## EXERCISE BRIEF
Nothing but the lines from the one that contains "holding jar, one point per instance." to the end of the records should be printed, both ends included, exactly as given.

-------

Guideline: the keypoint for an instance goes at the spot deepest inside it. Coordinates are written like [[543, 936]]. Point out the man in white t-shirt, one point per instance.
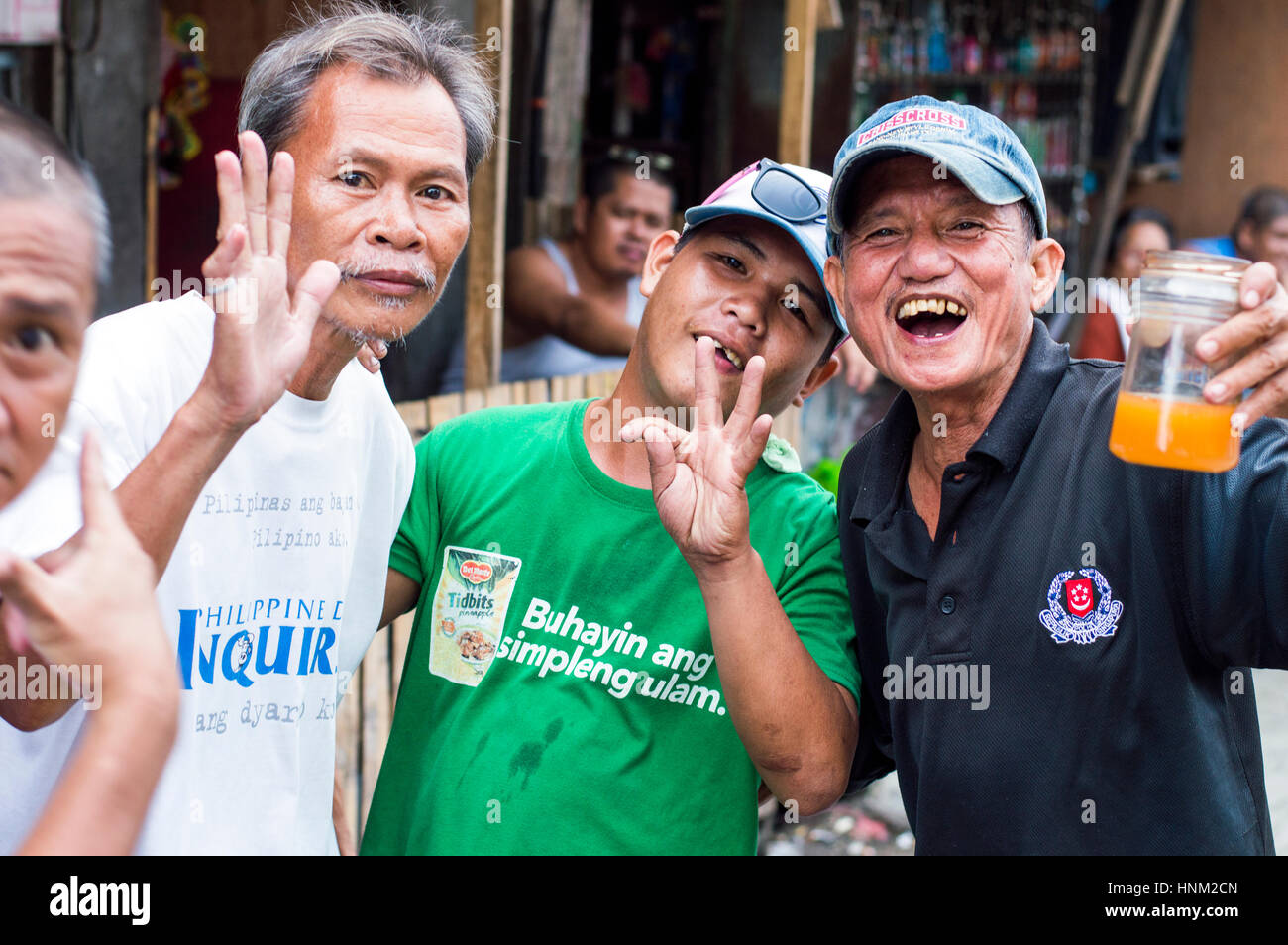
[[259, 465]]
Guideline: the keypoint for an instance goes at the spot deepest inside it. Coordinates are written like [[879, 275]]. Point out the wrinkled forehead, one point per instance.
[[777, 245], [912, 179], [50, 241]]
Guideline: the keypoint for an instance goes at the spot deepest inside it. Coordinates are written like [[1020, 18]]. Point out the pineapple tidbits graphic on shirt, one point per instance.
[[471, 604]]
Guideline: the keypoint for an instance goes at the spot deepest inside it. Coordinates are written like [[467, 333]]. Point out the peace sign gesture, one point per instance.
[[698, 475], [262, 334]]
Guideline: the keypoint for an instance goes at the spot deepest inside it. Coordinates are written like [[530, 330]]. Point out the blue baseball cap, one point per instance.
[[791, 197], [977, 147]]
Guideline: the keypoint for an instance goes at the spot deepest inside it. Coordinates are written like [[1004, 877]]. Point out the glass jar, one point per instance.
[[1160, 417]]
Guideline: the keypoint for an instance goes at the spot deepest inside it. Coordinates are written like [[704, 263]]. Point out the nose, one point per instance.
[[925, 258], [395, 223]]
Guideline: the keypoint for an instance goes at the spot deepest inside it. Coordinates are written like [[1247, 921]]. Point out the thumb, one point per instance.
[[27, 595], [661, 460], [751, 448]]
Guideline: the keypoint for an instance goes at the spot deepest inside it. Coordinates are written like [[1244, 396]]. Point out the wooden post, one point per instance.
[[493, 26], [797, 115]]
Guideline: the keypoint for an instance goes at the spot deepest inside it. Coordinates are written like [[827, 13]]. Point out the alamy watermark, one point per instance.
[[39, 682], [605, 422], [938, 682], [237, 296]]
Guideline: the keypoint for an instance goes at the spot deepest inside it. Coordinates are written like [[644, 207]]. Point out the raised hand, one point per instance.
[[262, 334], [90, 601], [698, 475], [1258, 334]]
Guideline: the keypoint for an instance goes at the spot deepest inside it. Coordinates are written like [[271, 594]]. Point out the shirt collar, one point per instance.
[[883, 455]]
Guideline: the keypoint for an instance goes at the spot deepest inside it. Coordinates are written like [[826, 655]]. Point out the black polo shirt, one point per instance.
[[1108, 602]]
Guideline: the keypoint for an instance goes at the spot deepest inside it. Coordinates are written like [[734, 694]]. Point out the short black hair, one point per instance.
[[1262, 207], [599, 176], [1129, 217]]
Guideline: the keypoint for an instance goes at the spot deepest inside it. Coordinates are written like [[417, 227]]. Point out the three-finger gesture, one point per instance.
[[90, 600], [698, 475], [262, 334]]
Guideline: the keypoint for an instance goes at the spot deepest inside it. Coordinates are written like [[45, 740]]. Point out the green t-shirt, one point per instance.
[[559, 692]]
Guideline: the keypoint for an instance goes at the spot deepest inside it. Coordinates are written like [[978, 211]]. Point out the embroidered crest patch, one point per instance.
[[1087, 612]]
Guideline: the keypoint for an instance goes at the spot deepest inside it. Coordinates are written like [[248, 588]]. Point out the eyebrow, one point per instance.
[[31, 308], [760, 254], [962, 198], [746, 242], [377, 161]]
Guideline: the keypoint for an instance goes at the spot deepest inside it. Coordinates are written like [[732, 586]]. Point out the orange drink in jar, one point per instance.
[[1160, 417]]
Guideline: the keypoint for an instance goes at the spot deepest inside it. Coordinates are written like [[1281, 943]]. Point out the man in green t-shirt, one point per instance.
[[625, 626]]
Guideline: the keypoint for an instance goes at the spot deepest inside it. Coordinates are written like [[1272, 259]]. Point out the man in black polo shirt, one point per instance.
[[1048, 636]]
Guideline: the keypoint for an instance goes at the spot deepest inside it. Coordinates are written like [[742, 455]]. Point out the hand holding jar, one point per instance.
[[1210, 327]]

-------

## EXPECTED OUTPUT
Guideline: the keypoint for an instance goes at the spot deepest inside it. Coordinates are written like [[742, 455]]. Point out the hand holding jar, one point per instance.
[[1210, 327]]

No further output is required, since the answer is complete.